• ROWS:

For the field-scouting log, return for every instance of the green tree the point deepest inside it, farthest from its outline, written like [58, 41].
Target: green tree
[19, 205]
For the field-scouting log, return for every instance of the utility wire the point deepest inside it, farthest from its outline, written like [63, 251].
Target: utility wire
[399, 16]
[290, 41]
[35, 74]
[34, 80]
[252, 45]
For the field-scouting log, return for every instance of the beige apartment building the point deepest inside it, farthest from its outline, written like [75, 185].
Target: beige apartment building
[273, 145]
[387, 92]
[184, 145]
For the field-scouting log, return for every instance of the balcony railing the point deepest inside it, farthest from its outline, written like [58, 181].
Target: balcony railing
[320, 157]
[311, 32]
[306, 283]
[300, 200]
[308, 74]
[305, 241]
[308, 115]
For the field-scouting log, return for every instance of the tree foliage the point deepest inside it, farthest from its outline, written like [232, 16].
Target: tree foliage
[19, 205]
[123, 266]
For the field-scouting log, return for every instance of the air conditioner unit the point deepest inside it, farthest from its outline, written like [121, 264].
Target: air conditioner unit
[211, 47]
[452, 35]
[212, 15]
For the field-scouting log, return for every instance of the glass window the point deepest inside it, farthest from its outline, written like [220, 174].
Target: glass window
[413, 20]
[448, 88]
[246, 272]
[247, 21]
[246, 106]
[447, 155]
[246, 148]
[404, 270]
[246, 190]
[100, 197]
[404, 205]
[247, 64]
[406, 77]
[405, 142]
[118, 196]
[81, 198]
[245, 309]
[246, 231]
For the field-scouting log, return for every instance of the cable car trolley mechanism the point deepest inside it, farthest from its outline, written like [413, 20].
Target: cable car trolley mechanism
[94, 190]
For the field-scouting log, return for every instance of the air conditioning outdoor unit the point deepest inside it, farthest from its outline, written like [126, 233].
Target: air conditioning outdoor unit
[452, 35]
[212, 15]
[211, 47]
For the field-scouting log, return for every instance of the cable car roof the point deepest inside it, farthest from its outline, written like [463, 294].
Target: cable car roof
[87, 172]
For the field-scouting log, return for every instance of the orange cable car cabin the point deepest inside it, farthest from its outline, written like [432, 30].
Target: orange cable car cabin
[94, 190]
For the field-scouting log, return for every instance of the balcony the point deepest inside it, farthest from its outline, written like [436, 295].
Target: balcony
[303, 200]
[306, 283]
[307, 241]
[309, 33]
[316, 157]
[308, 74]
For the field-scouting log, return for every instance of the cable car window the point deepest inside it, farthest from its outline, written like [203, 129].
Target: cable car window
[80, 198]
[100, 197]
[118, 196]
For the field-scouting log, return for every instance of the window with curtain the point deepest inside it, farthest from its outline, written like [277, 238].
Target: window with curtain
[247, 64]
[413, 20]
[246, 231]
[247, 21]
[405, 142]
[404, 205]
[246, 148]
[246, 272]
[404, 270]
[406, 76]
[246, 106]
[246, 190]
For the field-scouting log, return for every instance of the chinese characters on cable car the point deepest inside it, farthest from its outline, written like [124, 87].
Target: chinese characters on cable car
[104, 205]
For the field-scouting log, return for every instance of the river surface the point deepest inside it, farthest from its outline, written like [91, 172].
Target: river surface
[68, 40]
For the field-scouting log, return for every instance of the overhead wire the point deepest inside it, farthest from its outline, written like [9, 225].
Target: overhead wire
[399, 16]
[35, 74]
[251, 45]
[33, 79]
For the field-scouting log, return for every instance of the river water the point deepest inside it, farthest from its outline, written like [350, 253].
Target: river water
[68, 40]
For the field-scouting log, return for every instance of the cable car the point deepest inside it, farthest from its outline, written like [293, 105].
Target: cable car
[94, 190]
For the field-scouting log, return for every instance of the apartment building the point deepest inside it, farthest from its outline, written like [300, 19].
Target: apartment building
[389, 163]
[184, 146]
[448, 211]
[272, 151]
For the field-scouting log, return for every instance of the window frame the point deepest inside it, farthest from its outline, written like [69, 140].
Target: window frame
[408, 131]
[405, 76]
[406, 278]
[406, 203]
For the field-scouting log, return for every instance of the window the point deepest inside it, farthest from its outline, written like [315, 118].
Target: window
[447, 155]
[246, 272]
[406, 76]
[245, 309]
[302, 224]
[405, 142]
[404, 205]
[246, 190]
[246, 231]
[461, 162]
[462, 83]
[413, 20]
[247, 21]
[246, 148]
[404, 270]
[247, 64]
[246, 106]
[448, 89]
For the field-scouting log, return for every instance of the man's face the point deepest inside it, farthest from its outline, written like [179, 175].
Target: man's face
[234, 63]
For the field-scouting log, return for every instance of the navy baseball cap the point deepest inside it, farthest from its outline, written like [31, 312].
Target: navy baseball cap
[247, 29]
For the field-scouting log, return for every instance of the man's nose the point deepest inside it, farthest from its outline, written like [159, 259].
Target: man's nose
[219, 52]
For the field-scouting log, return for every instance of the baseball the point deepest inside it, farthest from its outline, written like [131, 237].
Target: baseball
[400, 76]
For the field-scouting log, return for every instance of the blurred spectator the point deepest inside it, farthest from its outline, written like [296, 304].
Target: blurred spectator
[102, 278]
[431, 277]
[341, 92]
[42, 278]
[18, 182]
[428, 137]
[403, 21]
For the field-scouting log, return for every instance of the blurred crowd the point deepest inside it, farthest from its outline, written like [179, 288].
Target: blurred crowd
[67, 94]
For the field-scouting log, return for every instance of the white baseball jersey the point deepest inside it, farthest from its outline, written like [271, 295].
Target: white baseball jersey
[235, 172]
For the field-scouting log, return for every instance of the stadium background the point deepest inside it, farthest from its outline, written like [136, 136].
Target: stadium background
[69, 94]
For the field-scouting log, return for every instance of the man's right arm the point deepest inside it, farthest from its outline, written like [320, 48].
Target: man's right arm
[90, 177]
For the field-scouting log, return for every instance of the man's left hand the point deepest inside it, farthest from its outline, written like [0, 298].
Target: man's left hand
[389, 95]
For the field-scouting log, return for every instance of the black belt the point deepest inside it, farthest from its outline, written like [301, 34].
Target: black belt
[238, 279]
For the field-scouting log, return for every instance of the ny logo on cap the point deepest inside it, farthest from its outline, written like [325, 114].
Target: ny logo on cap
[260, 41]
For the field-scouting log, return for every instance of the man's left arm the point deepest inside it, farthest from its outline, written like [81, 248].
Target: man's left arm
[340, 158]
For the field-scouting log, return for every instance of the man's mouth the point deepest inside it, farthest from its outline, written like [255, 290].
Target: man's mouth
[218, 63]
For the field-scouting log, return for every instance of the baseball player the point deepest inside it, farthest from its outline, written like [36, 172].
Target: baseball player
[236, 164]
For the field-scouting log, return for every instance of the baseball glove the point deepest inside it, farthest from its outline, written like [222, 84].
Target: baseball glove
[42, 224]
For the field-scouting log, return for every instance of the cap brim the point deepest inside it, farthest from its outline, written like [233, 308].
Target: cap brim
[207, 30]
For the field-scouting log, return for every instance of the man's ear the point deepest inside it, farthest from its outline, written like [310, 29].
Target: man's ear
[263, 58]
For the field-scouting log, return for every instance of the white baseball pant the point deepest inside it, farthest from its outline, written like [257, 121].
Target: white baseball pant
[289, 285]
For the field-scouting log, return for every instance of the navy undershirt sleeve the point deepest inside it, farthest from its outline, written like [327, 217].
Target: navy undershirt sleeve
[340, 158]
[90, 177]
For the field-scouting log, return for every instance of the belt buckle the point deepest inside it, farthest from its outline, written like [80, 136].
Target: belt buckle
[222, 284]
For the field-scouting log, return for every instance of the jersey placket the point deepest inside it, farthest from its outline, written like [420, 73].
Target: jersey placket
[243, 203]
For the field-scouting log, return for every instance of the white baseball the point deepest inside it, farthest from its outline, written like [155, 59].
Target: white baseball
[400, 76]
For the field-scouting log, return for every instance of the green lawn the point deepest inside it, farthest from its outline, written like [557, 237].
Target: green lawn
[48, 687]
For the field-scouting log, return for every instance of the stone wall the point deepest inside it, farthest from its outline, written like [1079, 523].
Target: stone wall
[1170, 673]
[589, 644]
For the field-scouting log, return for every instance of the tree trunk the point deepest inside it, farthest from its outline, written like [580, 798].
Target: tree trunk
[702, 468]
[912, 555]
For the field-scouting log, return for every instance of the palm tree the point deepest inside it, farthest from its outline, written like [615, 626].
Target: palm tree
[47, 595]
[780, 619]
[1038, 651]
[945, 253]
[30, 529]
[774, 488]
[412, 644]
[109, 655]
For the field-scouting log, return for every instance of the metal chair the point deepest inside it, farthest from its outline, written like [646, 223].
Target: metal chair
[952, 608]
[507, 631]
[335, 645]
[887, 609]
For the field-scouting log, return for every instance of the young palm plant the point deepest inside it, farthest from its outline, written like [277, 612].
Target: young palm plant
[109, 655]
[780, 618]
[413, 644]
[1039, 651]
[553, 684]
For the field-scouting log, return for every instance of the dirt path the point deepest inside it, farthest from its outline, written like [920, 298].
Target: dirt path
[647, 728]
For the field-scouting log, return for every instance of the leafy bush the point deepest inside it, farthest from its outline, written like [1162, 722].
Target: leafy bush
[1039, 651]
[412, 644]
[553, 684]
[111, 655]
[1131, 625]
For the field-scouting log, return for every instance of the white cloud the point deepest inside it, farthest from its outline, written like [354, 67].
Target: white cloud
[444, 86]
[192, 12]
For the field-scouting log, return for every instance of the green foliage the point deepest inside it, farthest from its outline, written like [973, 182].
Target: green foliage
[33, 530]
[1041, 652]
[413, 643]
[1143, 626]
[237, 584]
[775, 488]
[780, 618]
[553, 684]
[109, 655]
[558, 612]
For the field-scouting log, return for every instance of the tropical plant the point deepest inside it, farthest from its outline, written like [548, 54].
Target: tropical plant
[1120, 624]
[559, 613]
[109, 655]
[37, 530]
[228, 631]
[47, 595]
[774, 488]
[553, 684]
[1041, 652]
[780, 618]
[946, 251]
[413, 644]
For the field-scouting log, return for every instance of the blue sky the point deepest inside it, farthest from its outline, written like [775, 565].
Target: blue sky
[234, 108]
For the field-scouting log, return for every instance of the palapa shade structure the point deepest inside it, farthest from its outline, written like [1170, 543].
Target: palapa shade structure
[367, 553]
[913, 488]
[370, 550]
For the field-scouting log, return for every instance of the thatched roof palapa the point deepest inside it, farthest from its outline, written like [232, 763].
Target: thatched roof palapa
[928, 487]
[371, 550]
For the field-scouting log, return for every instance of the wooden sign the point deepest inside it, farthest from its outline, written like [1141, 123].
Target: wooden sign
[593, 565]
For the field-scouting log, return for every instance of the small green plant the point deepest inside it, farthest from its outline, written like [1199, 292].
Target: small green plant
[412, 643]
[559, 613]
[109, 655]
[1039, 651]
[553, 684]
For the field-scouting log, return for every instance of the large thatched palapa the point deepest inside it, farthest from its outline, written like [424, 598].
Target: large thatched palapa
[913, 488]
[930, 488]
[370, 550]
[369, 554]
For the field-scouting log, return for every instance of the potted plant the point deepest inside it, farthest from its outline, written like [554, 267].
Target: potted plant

• TASK REQUIREMENTS:
The answer consists only of the lines from the one containing "like [973, 182]." to the end of the records, each written out exactly.

• ANSWER TO THIS TASK:
For the field-scouting log, return for every instance of the green foliage the point deepest inside it, farthest from its outline, written like [973, 182].
Target: green foliage
[33, 530]
[1041, 652]
[413, 643]
[1143, 626]
[237, 584]
[775, 488]
[780, 618]
[553, 684]
[109, 655]
[558, 612]
For the field-scouting log, return for every instance of the tropical plant the point deepest inside it, farthest from its outline, written like [548, 54].
Target: tropical plant
[1120, 624]
[559, 613]
[109, 655]
[37, 530]
[228, 631]
[47, 595]
[774, 488]
[553, 684]
[1041, 652]
[780, 618]
[946, 251]
[413, 644]
For the field-scouting log, return for every instance of the blue sky the point deepest inside it, farthest from its outline, written like [775, 565].
Target: blue sky
[234, 108]
For the field-scouting log, return for every instance of the palapa shade structure the point deepest inside it, farthest from its outline, written like [1170, 543].
Target: palapa shade structure
[367, 553]
[913, 488]
[370, 550]
For the field-scouting log, return for every instance of the thatched roof palapa the point deepest inside it, farthest from its outline, written like [232, 763].
Target: thatched roof palapa
[928, 487]
[371, 550]
For the field-scouting log, return for every instance of the wooden sign the point deepest inside it, farthest from its outline, written like [1141, 123].
Target: wooden sign
[593, 565]
For the field-scouting log, return for every instance of the small green plant the point deepest inside it, farthest from its outline, written like [1199, 292].
Target: small green plant
[412, 643]
[559, 613]
[109, 655]
[1039, 651]
[553, 684]
For the field-scouting log, return for every instance of the large thatched palapa the point deepest inside it, farthest from its outline, written like [424, 598].
Target: large thatched palapa
[913, 488]
[930, 488]
[370, 550]
[369, 554]
For the field-scouting log, return for every instance of the potted plant the point deepest inside it, farthest from its outline, written like [554, 267].
Target: potted plant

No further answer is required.